Format the listing below as a JSON list of strings, one string per line and no entries for blank lines. Leave the pictures out.
** Start of Input material **
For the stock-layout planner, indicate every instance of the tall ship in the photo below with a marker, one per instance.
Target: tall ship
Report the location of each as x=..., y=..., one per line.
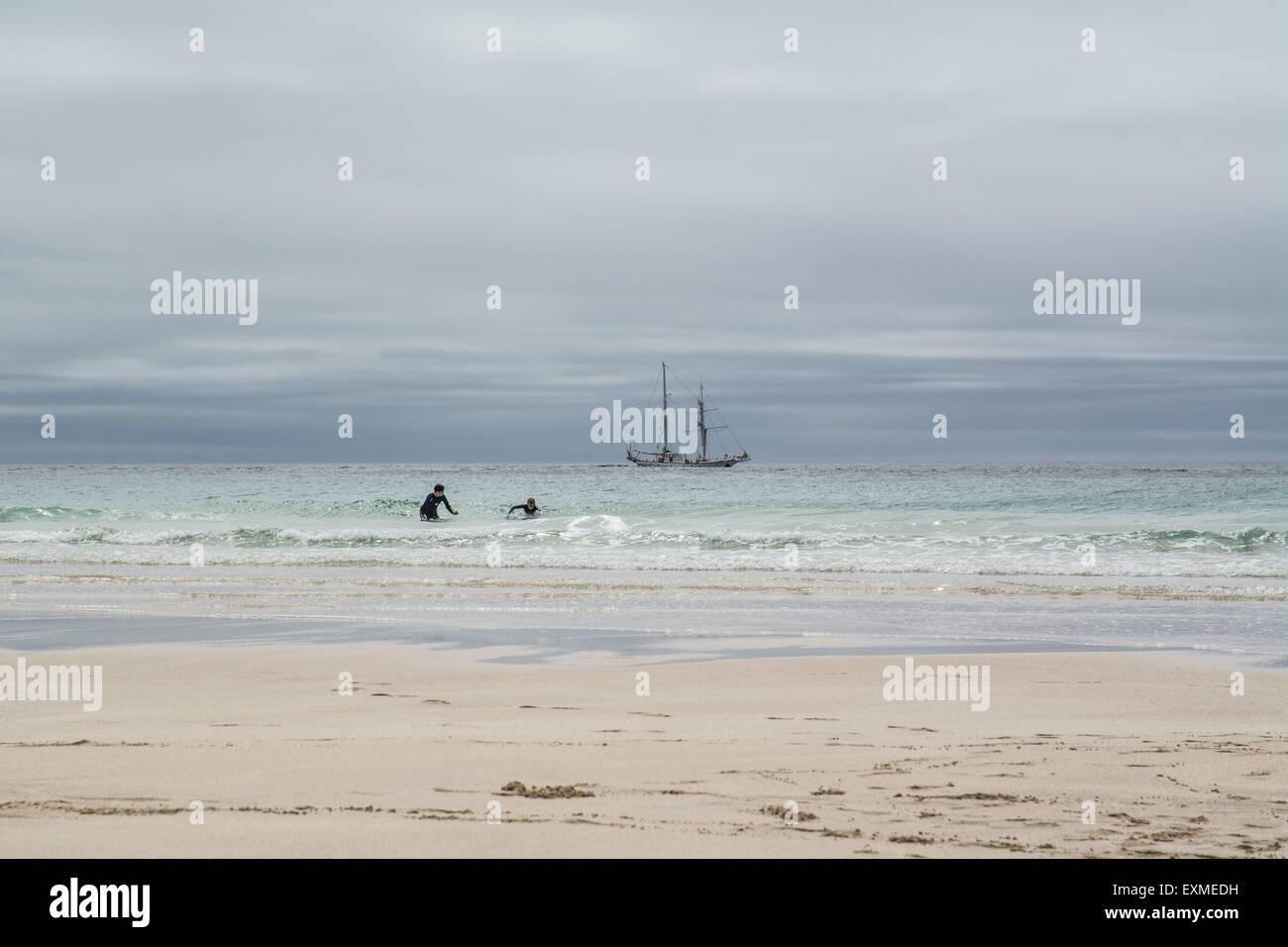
x=666, y=453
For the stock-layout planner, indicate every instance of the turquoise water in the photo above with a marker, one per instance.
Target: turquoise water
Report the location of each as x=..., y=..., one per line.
x=1183, y=521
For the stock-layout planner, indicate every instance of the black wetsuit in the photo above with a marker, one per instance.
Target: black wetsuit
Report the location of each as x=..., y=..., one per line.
x=429, y=509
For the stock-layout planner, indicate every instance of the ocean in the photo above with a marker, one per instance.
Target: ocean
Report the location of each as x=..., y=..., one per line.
x=859, y=556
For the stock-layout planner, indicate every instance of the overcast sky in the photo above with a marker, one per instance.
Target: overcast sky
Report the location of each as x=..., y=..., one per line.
x=518, y=169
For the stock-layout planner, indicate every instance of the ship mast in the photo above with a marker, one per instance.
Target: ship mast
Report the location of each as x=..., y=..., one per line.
x=702, y=421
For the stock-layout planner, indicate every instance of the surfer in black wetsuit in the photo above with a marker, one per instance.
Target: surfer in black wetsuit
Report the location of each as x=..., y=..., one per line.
x=429, y=509
x=529, y=508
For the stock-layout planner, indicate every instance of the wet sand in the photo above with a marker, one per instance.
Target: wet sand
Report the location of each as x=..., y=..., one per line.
x=571, y=761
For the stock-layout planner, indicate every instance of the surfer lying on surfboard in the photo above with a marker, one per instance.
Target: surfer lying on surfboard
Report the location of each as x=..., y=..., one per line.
x=429, y=509
x=529, y=508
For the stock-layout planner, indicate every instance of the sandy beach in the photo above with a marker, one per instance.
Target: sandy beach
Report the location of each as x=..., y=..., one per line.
x=572, y=761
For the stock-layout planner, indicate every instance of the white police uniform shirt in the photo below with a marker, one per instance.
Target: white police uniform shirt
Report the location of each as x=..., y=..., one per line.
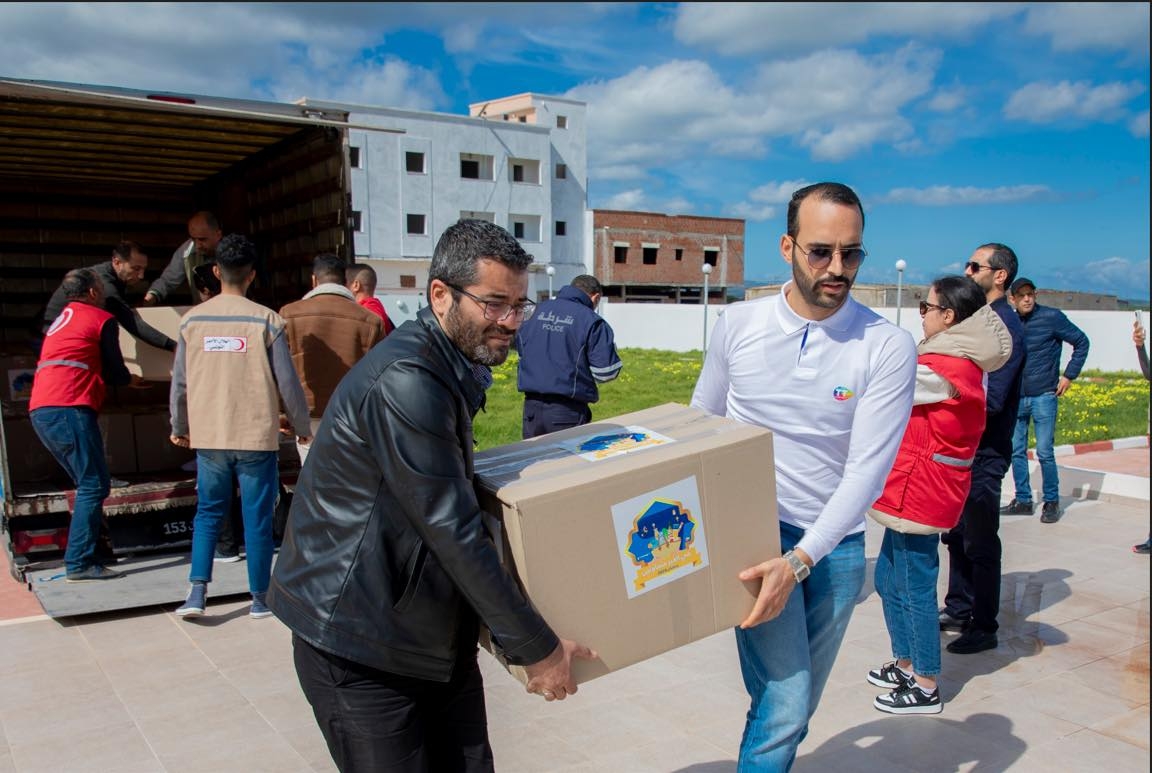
x=836, y=395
** End of Input material **
● Response
[
  "For the stock-layout planner, indicate every instance of the tall ship in the photo below with a marker, one per instance.",
  "Target: tall ship",
  "Report the location of each as x=..., y=..., one per line.",
  "x=666, y=453",
  "For the stock-layout planner, indicate every instance of the turquoise water in the photo above with a marker, one per instance.",
  "Target: turquoise water",
  "Report the location of each as x=..., y=..., one per line.",
  "x=1183, y=521",
  "For the stock-layout planner, indicate every instance of the black wetsuit in the photo above with a marker, one per instance.",
  "Target: black wetsuit",
  "Report the location of each as x=..., y=..., one per line.",
  "x=429, y=509",
  "For the stock-layout planner, indicate every instance of the ocean in the photo above with a marker, one per instance.",
  "Target: ocean",
  "Report the location of each as x=..., y=..., one per line.",
  "x=859, y=556",
  "For the stock-layout planner, indicate every instance of the overcast sky in the photo above with a marker, one per instance.",
  "Target: overcast sky",
  "Report the location of each as x=..., y=..., one per line.",
  "x=518, y=169",
  "For the stock-layout planner, indicate every instance of the ship mast in the photo above with a marker, one per instance.",
  "Target: ship mast",
  "Report the location of each as x=..., y=..., one per line.",
  "x=702, y=421",
  "For the stock-layout planner, indicate every instance of the surfer in black wetsuit in the photo above with a marker, one per instance.",
  "Target: surfer in black wetsuit",
  "Report the location of each as x=..., y=..., one per line.",
  "x=429, y=509",
  "x=529, y=508",
  "For the stock-layout planner, indicate every instance of the wet sand in the photo above with a marker, one per instance.",
  "Target: wet sand",
  "Report the location of each as x=..., y=..., one per line.",
  "x=571, y=761",
  "For the stock-layout planner, indicate every instance of the surfer lying on surfboard in the photo above with a marker, one per instance.",
  "Target: surfer lying on surfboard",
  "Report the location of each as x=..., y=..., one per line.",
  "x=429, y=509",
  "x=529, y=508",
  "For the stock-layout planner, indicate every instance of the sandy beach in the photo above with a marker, one per instance.",
  "Target: sandy beach",
  "Report the location of each as x=..., y=..., one per line.",
  "x=572, y=761",
  "For the stock-layout planner, indicate every instance of the white police uniform shirt in the photo below with a marker, one per instance.",
  "Target: white police uniform shirt",
  "Report the location of each as x=..., y=..., one per line.",
  "x=836, y=395"
]